### What to work on
1. Decide whether each statement below agrees with the thread on training Transformer models. Answer yes or no for each, and quote the words from the thread that settle it.
(a) The pretrained Transformer model uses the same tokenization as fastai.
(b) With a non-pretrained model, any tokenization will work.
(c) A pretrained Transformer XL model was already available when the question about it was answered.
2. Retype the part of the thread on training Transformer models starting with "The pretrained model" and going on through "with a BaseTokenizer?".

### Document section
....

Training Transformer models

maxmatical · May 9, 2019, 5:26pm

Has anyone had any experience training the Transformer/Transformer XL models? I tried to use Transformer for ULM-FiT on the IMDB dataset, and found that the accuracy for training the frozen language model to have about 1/3 the validation accuracy compared to the AWD-LSTM. It may be due to the fact that the model needs much longer to train, but has anyone been able to get good results using Transformers?

sgugger · May 9, 2019, 6:05pm

The pretrained model isn’t with the same tokenization as fastai, it GPT-1 from openAI, so you should use their tokenization.

maxmatical · May 9, 2019, 6:39pm

Ah ok, how should I use their tokenization? And if I use a non-pretrained model, will the default fastai tokenization work?

sgugger · May 9, 2019, 6:44pm

If you use a non-pretrained model, any tokenization will work yes. It’s just likely the reason you found bad results with the pretrained one.

maxmatical · May 9, 2019, 7:03pm

Thanks for your help! A few last questions: does transformerXL use different tokenization as well? If we want to use pre-trained transformer/transformerXL, how would we go about the process (or will fastai implement those in the future)? I’m assuming I would have to implement their tokenizers and wrap it with a BaseTokenizer?

sgugger · May 9, 2019, 7:26pm

There is no pretrained model with transformer XL yet. We’ll be releasing one soon, and it’ll be with the default fastai tokenization.

chatuur · September 11, 2019, 3:21pm

Hey @sgugger,

Is the usage of GPT-1 documented in a notebook in docs_src so I can see a working example (If not I’d love to volunteer)?

....

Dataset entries
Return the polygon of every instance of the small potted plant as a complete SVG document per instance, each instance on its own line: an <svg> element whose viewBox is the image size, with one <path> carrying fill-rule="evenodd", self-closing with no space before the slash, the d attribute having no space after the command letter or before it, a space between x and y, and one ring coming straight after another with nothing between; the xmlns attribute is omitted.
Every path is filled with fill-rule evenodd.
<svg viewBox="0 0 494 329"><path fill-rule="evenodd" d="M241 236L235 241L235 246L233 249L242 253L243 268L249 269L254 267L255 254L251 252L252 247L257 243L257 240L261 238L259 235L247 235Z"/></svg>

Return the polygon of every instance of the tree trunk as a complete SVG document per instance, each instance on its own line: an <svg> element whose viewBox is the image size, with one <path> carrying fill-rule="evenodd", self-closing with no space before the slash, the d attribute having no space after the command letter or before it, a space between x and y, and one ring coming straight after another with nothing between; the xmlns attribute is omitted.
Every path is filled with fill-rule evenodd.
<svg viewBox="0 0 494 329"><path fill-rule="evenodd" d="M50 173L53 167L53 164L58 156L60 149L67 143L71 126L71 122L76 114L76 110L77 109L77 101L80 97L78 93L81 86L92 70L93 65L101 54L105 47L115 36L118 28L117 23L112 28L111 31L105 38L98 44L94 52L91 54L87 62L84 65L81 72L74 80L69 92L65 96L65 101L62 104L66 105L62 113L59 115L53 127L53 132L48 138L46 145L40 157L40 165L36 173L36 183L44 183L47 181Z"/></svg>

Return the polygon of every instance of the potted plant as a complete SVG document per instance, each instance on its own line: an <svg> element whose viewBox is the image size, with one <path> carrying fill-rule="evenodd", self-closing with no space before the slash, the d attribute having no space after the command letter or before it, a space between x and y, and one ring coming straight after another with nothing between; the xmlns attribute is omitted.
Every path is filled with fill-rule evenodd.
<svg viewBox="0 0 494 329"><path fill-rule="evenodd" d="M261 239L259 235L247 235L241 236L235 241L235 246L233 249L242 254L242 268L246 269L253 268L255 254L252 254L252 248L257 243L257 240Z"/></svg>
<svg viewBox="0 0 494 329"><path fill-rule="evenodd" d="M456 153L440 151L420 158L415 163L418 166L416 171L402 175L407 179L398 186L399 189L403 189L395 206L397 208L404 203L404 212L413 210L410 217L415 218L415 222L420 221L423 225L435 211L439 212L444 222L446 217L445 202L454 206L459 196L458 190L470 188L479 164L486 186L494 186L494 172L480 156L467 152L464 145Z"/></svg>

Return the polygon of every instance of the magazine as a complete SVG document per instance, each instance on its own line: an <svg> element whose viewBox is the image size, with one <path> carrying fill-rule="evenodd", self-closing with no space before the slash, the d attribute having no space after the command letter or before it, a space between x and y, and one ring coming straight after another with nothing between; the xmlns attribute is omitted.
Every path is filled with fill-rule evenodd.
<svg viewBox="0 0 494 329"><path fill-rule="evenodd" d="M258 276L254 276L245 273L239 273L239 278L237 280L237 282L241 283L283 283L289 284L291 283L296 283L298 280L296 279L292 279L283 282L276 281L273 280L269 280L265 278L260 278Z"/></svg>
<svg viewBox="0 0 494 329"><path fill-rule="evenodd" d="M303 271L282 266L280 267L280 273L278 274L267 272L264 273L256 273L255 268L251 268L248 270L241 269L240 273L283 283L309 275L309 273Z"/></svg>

....

### Problem solutions
1.
(a) No: "The pretrained model isn’t with the same tokenization as fastai"
(b) Yes: "If you use a non-pretrained model, any tokenization will work yes."
(c) No: "There is no pretrained model with transformer XL yet."

2.
The pretrained model isn’t with the same tokenization as fastai, it GPT-1 from openAI, so you should use their tokenization.

maxmatical · May 9, 2019, 6:39pm

Ah ok, how should I use their tokenization? And if I use a non-pretrained model, will the default fastai tokenization work?

sgugger · May 9, 2019, 6:44pm

If you use a non-pretrained model, any tokenization will work yes. It’s just likely the reason you found bad results with the pretrained one.

maxmatical · May 9, 2019, 7:03pm

Thanks for your help! A few last questions: does transformerXL use different tokenization as well? If we want to use pre-trained transformer/transformerXL, how would we go about the process (or will fastai implement those in the future)? I’m assuming I would have to implement their tokenizers and wrap it with a BaseTokenizer?